-- Begin --

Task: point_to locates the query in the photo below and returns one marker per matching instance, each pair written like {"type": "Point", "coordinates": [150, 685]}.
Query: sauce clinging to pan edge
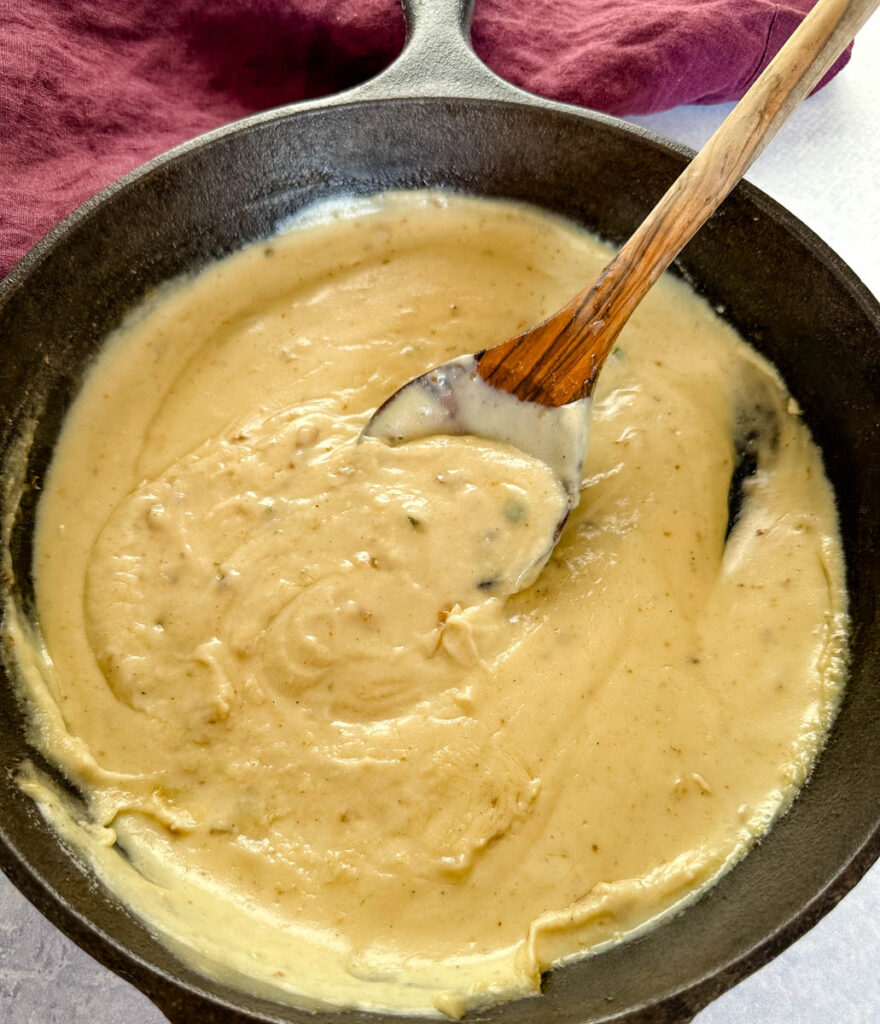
{"type": "Point", "coordinates": [325, 752]}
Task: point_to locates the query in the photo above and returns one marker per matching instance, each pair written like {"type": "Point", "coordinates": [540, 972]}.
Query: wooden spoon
{"type": "Point", "coordinates": [534, 390]}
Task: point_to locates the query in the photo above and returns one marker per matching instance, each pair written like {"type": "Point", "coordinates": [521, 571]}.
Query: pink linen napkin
{"type": "Point", "coordinates": [89, 88]}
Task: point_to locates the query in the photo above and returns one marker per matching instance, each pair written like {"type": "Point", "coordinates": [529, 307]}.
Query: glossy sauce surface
{"type": "Point", "coordinates": [344, 761]}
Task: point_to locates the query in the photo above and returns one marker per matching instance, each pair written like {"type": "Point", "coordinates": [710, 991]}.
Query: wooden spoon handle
{"type": "Point", "coordinates": [559, 360]}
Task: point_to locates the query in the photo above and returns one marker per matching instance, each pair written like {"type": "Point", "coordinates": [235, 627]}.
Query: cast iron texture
{"type": "Point", "coordinates": [781, 287]}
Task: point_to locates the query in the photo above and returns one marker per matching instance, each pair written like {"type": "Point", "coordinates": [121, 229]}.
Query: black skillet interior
{"type": "Point", "coordinates": [780, 287]}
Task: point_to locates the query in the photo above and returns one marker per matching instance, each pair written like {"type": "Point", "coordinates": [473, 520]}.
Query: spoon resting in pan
{"type": "Point", "coordinates": [534, 390]}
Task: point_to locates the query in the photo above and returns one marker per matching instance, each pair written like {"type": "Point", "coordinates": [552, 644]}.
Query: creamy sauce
{"type": "Point", "coordinates": [344, 762]}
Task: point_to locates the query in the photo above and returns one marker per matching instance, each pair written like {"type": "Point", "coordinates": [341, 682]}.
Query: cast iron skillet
{"type": "Point", "coordinates": [438, 118]}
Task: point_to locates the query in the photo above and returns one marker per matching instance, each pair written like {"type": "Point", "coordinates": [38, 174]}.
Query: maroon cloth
{"type": "Point", "coordinates": [91, 88]}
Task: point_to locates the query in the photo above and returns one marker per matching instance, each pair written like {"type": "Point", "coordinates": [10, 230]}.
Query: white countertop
{"type": "Point", "coordinates": [825, 167]}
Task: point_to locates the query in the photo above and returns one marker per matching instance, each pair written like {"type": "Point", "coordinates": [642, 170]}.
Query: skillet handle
{"type": "Point", "coordinates": [437, 58]}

-- End --

- Task instructions -
Reproduce the full material exactly, excluding the pictures.

- Task result -
Task: point_to locates the query in the photo below and returns one marker per matching instance, each pair written like {"type": "Point", "coordinates": [150, 685]}.
Query: sauce clinging to pan edge
{"type": "Point", "coordinates": [325, 752]}
Task: point_to locates the query in the photo above and returns one marker per matching instance, each pair written like {"type": "Point", "coordinates": [540, 972]}.
Query: wooden spoon
{"type": "Point", "coordinates": [534, 390]}
Task: point_to locates the query in the photo above and returns one marker per matching instance, each pair written like {"type": "Point", "coordinates": [521, 571]}.
Query: pink linen napkin
{"type": "Point", "coordinates": [89, 88]}
Task: point_to locates the query in the photo above and returns one marker per matching instance, each pair written like {"type": "Point", "coordinates": [529, 307]}.
Query: glossy sauce surface
{"type": "Point", "coordinates": [344, 761]}
Task: point_to locates the query in the photo above and returns one marker per matching instance, each pair written like {"type": "Point", "coordinates": [710, 991]}.
Query: wooden spoon handle
{"type": "Point", "coordinates": [559, 360]}
Task: point_to locates the query in the photo above and returns one marker per matching instance, each pair written like {"type": "Point", "coordinates": [235, 627]}.
Query: cast iron texture
{"type": "Point", "coordinates": [781, 287]}
Task: point_to locates the query in the photo above and returns one marker per matching instance, each pair written like {"type": "Point", "coordinates": [121, 229]}.
Query: black skillet interior
{"type": "Point", "coordinates": [780, 287]}
Task: point_to locates the query in the photo above and returns one marker per matching instance, each pair written like {"type": "Point", "coordinates": [473, 520]}.
Query: spoon resting in pan
{"type": "Point", "coordinates": [534, 390]}
Task: point_to locates the query in the photo above and returns one marker per matching instance, each pair written like {"type": "Point", "coordinates": [552, 644]}.
Query: creamy sauce
{"type": "Point", "coordinates": [344, 762]}
Task: point_to locates the query in the photo above and returns one marker per matching instance, each pair written like {"type": "Point", "coordinates": [341, 682]}.
Query: cast iron skillet
{"type": "Point", "coordinates": [438, 118]}
Task: point_to locates the query in the photo above and returns one marker per matching instance, each pair written like {"type": "Point", "coordinates": [38, 174]}.
Query: maroon cloth
{"type": "Point", "coordinates": [91, 88]}
Task: point_to locates the query in the photo above and returns one marker per matching instance, each pair written like {"type": "Point", "coordinates": [10, 230]}.
Query: white countertop
{"type": "Point", "coordinates": [825, 167]}
Task: point_to locates the query in the photo above and returns one marker per matching instance, each pair written like {"type": "Point", "coordinates": [642, 170]}.
Query: skillet handle
{"type": "Point", "coordinates": [437, 58]}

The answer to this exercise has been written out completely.